Both of you... it's time to get busy.

I think with some men, you have to push, and motivate them. I'm convinced that there are things you can do to make it better, but you've got to be 100% dedicated to the project.

Can you both explain more about what happens, who initiates, and how often you have sex.


----------



## onlylonelyone (Jan 26, 2009)

Wow...our situations sound a lot alike. My husband is a very hard worker, and is very sweet to me through out the day while he is working. Once he gets home, I know he is tired, but he treats me more like a little bratty sister than a wife. I don't know if I am being taken for granted or what. He initiates the sex most of the time. I don't really bother initiating it anymore (key word) because it never lasts longer than a couple minutes and just leaves me really frustrated. I have loved him my whole adult life, we were both married previous to our marriage, and we have a daughter together who is the light of our life  I just don't feel connected to him even on a best friend level anymore. I watch my sister and friends cheat all through out their marriage, but I know I won't do that to him. I really do respect him and our marriage vows. Most of the time I don't think he realizes what we are doing to each other when we completely ignore our intimate relationship. To be honest at this point I am living with it, and it upsets me at times but not all the time. Unfortunately, I want to give it all up when these emotions come up like today.


----------



## onlylonelyone (Jan 26, 2009)

:: Excerpted data ::
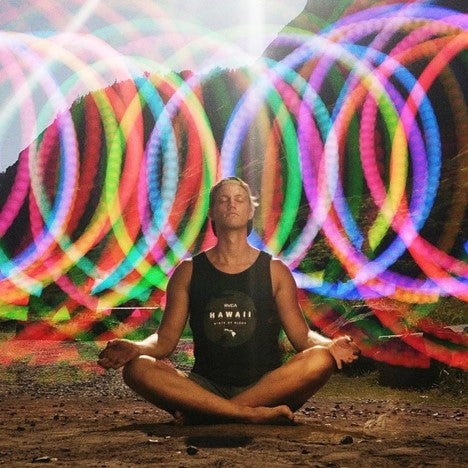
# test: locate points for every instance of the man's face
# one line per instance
(232, 207)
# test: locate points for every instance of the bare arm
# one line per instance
(294, 323)
(163, 342)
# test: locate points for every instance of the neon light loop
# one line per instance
(152, 185)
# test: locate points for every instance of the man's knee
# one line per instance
(136, 369)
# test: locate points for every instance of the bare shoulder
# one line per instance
(281, 275)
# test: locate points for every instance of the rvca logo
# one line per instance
(230, 318)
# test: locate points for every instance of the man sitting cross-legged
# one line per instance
(237, 299)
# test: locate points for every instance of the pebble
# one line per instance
(346, 440)
(44, 459)
(192, 450)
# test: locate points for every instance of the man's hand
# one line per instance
(117, 353)
(343, 350)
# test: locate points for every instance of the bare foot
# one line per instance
(276, 415)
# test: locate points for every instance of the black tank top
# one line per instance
(234, 322)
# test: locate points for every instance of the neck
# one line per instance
(232, 247)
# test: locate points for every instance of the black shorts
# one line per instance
(223, 390)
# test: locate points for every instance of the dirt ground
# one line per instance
(54, 414)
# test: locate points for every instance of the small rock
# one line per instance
(192, 450)
(346, 440)
(44, 459)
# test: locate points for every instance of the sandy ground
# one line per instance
(54, 415)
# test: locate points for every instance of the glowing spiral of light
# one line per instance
(341, 136)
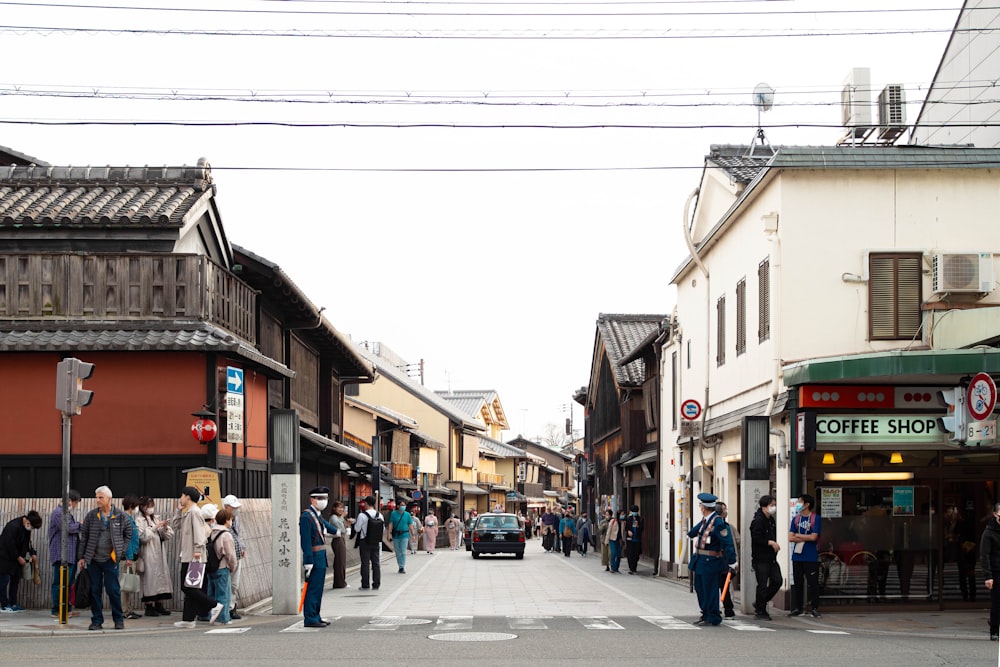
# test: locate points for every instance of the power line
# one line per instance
(410, 12)
(507, 34)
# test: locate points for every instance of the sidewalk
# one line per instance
(488, 591)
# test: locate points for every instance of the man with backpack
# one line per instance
(399, 528)
(368, 528)
(312, 533)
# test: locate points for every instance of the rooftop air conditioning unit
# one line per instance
(856, 102)
(891, 112)
(963, 272)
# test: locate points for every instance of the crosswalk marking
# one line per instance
(747, 627)
(227, 631)
(669, 623)
(527, 622)
(598, 623)
(454, 623)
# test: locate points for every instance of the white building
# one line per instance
(814, 328)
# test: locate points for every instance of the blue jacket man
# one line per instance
(711, 553)
(312, 534)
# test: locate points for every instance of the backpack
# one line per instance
(376, 526)
(213, 556)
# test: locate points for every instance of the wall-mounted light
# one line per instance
(867, 476)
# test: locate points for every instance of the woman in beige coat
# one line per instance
(155, 575)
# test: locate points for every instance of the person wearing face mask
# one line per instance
(803, 534)
(614, 538)
(764, 550)
(157, 586)
(313, 529)
(15, 551)
(55, 547)
(989, 557)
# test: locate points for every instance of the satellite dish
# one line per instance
(763, 97)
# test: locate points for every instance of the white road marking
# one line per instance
(527, 622)
(227, 631)
(669, 623)
(598, 623)
(454, 623)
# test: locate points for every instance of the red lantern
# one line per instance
(203, 430)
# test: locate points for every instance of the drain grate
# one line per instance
(472, 637)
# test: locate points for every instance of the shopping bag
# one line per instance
(129, 580)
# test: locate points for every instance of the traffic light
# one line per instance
(71, 397)
(956, 421)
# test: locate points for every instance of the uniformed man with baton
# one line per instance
(712, 554)
(313, 529)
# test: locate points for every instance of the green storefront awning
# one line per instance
(896, 367)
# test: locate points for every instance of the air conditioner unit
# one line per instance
(856, 102)
(891, 112)
(963, 272)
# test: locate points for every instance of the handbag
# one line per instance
(129, 580)
(195, 575)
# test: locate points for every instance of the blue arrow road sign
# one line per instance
(234, 380)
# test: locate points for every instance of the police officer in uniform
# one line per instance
(313, 529)
(712, 553)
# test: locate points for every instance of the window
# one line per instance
(720, 341)
(764, 300)
(894, 296)
(741, 317)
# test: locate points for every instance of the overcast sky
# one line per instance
(469, 183)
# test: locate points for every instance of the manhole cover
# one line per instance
(473, 637)
(389, 620)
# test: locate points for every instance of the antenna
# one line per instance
(763, 99)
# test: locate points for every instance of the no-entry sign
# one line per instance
(690, 409)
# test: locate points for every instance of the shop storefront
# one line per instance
(903, 506)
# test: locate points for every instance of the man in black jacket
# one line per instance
(764, 554)
(989, 557)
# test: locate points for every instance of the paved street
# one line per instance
(450, 609)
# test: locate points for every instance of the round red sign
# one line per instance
(690, 409)
(981, 397)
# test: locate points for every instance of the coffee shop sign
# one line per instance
(878, 428)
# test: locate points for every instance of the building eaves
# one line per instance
(621, 334)
(300, 313)
(387, 413)
(130, 336)
(501, 449)
(35, 198)
(787, 158)
(405, 382)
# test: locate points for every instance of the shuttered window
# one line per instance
(894, 296)
(741, 317)
(720, 340)
(764, 300)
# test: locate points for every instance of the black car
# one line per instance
(497, 533)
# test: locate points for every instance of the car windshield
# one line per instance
(497, 522)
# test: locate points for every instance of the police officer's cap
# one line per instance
(707, 499)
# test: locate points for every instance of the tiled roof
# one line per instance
(45, 196)
(621, 334)
(40, 336)
(742, 163)
(501, 449)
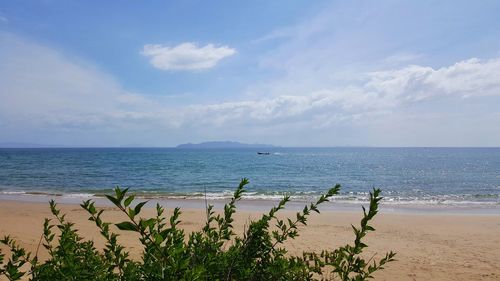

:: Problem set ::
A. In the forum thread, who initiates sex most of the time, according to onlylonelyone?
B. Copy a passage from the forum thread, beginning at the words "I think with" and stopping after "to the project.".

:: Results for each task ::
A. Her husband does.

B.
I think with some men, you have to push, and motivate them. I'm convinced that there are things you can do to make it better, but you've got to be 100% dedicated to the project.